start Supplied entries

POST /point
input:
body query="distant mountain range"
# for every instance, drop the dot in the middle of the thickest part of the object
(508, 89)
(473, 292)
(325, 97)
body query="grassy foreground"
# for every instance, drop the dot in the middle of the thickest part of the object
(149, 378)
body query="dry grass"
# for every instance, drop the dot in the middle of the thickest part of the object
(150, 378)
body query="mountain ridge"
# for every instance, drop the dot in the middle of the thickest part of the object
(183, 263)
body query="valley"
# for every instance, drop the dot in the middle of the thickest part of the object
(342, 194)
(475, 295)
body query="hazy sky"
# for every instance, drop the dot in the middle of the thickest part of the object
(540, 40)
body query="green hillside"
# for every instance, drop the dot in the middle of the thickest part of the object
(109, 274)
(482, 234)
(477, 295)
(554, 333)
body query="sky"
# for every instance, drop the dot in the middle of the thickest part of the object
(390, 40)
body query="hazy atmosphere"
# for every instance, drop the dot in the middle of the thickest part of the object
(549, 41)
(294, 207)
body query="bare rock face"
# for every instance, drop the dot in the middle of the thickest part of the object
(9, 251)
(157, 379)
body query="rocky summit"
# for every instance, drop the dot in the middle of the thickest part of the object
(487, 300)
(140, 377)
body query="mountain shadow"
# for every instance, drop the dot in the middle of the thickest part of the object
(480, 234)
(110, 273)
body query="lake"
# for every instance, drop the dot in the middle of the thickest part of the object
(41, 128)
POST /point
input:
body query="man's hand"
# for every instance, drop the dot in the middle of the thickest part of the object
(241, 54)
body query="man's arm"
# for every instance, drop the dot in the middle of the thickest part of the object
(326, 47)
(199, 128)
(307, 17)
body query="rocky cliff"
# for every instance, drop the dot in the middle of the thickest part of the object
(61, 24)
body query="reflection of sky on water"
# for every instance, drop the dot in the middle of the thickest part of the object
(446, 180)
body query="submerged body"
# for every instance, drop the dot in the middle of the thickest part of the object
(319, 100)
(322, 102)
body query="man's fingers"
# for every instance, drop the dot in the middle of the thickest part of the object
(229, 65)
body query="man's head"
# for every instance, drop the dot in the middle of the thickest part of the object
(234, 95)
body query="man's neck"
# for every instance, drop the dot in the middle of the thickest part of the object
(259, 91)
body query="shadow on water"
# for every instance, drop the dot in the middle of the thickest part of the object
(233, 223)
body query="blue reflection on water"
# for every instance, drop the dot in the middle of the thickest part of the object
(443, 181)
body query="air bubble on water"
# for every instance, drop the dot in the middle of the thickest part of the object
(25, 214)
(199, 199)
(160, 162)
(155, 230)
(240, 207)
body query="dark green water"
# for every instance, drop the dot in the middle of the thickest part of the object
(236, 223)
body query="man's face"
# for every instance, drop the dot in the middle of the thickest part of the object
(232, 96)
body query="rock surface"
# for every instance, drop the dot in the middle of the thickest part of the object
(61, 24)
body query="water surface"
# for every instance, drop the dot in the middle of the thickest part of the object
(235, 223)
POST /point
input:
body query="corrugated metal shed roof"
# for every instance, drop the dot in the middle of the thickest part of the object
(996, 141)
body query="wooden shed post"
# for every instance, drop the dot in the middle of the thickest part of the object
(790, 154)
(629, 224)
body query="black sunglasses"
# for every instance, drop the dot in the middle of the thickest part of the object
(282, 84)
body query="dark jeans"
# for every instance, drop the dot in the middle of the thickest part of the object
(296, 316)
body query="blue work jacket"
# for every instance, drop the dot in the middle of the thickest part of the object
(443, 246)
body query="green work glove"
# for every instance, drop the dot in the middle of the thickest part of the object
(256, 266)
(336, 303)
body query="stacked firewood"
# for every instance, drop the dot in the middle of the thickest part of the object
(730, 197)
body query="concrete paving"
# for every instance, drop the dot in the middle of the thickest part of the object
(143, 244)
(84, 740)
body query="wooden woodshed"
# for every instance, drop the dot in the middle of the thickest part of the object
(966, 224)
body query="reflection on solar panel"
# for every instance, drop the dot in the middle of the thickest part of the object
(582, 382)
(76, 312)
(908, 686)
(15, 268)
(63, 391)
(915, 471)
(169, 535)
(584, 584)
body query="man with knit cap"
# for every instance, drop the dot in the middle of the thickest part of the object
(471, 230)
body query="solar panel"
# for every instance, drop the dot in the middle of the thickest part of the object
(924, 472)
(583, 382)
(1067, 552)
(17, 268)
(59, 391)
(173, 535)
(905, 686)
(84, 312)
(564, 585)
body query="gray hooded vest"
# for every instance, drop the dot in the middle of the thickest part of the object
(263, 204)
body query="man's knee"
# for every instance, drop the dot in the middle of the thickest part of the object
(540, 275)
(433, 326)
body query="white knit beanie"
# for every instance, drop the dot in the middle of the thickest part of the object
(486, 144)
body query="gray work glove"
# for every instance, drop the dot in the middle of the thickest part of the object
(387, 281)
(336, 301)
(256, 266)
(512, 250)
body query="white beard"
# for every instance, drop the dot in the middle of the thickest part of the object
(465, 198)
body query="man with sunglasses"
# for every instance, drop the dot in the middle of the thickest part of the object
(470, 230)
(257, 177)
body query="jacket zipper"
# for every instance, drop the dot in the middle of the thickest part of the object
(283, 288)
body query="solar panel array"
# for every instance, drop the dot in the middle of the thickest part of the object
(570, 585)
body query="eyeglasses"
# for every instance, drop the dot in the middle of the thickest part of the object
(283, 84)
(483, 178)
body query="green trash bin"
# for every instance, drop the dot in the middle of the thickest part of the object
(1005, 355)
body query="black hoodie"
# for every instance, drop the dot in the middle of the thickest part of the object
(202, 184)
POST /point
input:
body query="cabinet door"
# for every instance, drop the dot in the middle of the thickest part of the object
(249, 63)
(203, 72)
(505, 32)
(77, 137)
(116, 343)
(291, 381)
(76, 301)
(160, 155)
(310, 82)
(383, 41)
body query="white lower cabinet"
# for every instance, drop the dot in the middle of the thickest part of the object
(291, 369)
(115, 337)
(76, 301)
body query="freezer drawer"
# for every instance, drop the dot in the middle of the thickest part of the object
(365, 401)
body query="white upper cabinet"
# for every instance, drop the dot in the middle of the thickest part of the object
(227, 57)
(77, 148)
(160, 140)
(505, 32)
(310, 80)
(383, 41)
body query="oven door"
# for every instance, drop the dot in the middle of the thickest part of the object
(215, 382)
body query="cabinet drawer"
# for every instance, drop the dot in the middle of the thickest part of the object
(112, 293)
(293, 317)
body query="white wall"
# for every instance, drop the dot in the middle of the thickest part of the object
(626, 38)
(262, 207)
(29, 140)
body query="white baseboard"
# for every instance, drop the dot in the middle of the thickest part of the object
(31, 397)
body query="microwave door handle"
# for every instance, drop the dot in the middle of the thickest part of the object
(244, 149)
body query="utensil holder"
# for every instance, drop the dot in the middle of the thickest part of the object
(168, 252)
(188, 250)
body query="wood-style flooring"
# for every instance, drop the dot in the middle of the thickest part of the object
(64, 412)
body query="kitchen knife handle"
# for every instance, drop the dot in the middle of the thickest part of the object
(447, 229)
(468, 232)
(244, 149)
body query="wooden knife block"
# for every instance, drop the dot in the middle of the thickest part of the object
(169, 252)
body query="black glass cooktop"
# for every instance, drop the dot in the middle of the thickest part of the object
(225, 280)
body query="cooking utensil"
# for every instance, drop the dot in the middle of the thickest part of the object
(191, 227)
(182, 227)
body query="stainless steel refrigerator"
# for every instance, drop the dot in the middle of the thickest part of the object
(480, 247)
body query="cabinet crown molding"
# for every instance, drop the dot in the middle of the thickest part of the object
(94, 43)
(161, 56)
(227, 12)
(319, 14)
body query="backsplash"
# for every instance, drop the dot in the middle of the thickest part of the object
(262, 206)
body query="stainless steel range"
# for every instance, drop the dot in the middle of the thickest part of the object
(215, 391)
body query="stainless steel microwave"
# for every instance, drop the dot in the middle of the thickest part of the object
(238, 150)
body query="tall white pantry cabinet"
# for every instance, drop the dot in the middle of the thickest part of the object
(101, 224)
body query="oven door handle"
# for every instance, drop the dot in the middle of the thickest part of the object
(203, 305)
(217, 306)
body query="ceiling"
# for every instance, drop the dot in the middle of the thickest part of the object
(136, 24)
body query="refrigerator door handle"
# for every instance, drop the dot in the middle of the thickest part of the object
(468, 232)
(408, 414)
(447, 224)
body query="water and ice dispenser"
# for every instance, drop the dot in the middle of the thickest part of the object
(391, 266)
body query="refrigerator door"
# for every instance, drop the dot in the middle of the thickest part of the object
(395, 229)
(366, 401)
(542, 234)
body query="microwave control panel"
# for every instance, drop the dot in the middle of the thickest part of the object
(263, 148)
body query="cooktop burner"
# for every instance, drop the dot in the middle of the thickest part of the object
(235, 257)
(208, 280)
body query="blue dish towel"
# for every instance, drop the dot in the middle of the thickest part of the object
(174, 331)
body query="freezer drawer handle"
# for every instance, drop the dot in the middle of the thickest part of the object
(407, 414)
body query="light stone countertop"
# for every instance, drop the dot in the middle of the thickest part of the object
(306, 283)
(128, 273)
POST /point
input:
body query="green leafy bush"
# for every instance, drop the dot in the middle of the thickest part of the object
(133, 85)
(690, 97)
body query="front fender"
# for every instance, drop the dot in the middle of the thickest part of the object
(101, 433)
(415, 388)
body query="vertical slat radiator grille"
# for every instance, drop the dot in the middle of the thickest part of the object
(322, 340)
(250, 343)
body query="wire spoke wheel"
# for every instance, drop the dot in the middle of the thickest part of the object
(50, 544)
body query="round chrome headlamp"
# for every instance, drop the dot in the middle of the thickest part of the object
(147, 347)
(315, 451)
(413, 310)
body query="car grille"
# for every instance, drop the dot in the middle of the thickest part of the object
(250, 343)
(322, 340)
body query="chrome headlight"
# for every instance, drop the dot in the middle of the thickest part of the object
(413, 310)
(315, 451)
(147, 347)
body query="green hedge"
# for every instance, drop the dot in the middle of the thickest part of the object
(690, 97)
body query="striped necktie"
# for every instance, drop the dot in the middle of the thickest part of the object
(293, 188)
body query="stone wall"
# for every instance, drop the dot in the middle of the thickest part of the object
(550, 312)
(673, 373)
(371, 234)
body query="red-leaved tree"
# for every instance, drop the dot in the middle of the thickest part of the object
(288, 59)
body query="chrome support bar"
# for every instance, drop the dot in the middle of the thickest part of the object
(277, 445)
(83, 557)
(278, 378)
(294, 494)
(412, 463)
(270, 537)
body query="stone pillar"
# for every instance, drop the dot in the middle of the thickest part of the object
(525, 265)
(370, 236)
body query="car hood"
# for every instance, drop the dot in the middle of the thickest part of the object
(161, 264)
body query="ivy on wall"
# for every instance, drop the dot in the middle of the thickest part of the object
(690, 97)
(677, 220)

end Supplied entries

Set exercise
Which lines in the listing above contain the word "gray"? Copy out each one in full.

Answer in full
body query="gray hooded vest"
body query="gray work glove"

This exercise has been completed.